STUDY TEXT:
Ruth’s family is glad to see her though they call her Robbie. They are also welcoming to Jess. After a short stay, Jess leaves Ruth with family and tries to call Gloria but Gloria refuses to speak to her. Jess decides to visit Jan and is shocked and hurt when she realizes that Edna is now with Jan, after telling Jess that she needs to be alone. After a brief, tense visit Jess goes to see her old friend, Grant, with whom she also experiences tension, as Grant is loudly critical of the use of hormones Jess tried in the past.

LISTED RECORDS:
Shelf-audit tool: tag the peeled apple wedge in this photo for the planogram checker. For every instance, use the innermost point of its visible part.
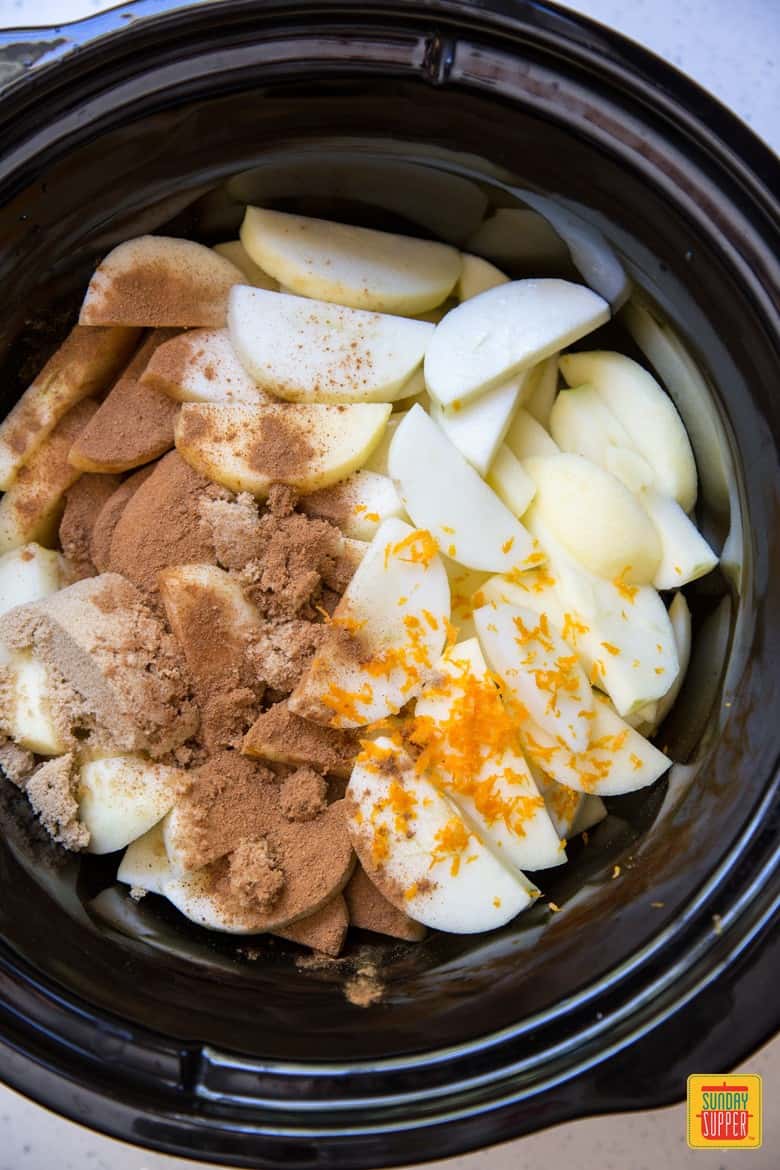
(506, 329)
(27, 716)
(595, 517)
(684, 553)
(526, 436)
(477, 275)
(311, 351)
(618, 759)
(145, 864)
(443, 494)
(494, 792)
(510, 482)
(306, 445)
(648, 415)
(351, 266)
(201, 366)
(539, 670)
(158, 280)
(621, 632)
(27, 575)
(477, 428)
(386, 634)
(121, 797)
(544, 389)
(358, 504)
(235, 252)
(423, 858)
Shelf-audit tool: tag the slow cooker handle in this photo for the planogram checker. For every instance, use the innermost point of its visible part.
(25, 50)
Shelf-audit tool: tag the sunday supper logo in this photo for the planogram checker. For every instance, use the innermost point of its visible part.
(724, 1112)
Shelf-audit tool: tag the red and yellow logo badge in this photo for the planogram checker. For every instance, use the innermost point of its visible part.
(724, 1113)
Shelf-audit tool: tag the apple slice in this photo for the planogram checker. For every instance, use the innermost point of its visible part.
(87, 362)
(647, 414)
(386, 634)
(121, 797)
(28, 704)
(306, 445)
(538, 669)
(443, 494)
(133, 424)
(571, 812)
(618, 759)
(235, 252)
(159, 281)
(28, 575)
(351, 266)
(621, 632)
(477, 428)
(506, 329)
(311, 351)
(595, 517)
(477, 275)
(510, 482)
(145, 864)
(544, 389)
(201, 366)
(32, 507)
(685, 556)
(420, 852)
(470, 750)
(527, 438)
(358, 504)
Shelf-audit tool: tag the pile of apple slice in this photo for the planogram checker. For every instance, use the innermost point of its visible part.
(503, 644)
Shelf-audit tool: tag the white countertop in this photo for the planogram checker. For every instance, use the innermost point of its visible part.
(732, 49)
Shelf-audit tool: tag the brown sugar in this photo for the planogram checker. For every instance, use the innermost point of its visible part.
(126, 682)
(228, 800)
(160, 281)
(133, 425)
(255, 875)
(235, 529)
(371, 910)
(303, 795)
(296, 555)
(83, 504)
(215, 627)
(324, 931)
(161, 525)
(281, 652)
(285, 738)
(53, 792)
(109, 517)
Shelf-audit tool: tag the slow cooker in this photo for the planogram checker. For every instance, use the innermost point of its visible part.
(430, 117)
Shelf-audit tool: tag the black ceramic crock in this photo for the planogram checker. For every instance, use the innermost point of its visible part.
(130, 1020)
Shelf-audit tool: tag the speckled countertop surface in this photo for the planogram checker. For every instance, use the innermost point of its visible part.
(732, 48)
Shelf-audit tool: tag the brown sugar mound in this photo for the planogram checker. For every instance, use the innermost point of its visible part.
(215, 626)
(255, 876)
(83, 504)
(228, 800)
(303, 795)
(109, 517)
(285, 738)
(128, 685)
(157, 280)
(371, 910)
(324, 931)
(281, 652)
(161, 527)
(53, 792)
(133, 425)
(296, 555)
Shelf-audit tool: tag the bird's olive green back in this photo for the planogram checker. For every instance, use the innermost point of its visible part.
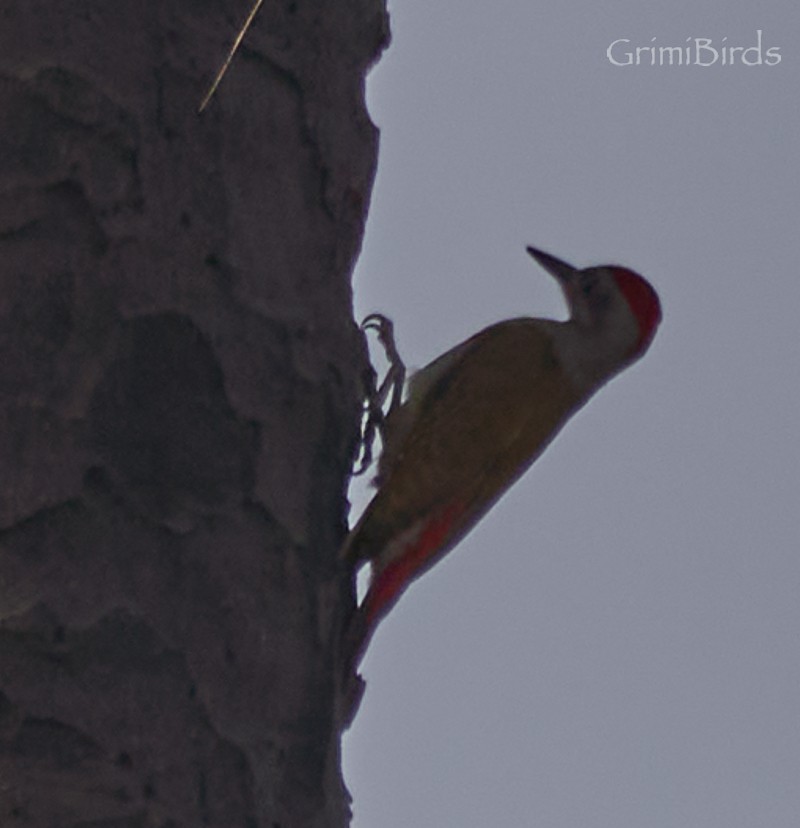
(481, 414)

...

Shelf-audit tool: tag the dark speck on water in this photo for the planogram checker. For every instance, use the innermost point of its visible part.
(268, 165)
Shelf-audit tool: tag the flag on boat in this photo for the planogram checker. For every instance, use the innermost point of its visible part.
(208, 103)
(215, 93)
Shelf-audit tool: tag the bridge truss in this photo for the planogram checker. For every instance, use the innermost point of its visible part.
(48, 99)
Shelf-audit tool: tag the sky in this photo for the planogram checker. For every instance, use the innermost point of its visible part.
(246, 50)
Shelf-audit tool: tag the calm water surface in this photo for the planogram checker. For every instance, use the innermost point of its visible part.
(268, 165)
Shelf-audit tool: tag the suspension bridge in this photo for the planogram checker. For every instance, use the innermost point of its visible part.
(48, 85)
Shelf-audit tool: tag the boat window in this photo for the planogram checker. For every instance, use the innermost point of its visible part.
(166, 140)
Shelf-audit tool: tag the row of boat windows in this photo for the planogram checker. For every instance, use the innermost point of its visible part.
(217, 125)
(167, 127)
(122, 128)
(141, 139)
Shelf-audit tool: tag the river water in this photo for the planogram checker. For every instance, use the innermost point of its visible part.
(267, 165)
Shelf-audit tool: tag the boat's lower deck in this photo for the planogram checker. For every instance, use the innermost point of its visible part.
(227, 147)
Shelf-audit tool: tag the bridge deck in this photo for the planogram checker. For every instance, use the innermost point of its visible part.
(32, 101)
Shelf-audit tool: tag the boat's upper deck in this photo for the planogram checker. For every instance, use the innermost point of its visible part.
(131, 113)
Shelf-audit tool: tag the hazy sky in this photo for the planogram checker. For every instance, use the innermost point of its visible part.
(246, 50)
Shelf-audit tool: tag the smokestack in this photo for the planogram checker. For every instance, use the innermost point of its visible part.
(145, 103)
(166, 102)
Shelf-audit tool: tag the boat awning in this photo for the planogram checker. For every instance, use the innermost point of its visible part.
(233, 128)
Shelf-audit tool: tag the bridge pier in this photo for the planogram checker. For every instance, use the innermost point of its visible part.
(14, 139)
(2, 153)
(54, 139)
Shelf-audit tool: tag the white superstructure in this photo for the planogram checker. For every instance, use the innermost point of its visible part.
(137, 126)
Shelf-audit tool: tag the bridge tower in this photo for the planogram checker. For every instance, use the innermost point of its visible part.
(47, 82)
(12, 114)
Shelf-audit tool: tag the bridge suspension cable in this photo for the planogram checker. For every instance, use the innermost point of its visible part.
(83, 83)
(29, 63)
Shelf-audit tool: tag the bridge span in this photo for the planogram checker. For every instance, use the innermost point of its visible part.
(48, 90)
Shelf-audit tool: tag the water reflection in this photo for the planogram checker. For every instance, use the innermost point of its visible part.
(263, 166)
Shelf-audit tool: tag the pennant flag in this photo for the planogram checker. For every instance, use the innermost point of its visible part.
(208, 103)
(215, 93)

REQUIREMENT 1:
Summarize the passage about Jess in two sentences.
REQUIREMENT 2:
Please print the stretch of the passage about Jess from "Ruth’s family is" through "in the past.".
Use only the passage about Jess, not the listing.

RESULT 1:
Ruth's family, who call her Robbie, is glad to see her and also welcomes Jess, and after a short stay Jess leaves Ruth with family and tries to call Gloria, who refuses to speak to her. Jess then visits Jan and is shocked and hurt to find Edna with Jan after Edna told Jess she needed to be alone, and afterward she goes to see her old friend Grant, who is loudly critical of the hormones Jess tried in the past.

RESULT 2:
Ruth’s family is glad to see her though they call her Robbie. They are also welcoming to Jess. After a short stay, Jess leaves Ruth with family and tries to call Gloria but Gloria refuses to speak to her. Jess decides to visit Jan and is shocked and hurt when she realizes that Edna is now with Jan, after telling Jess that she needs to be alone. After a brief, tense visit Jess goes to see her old friend, Grant, with whom she also experiences tension, as Grant is loudly critical of the use of hormones Jess tried in the past.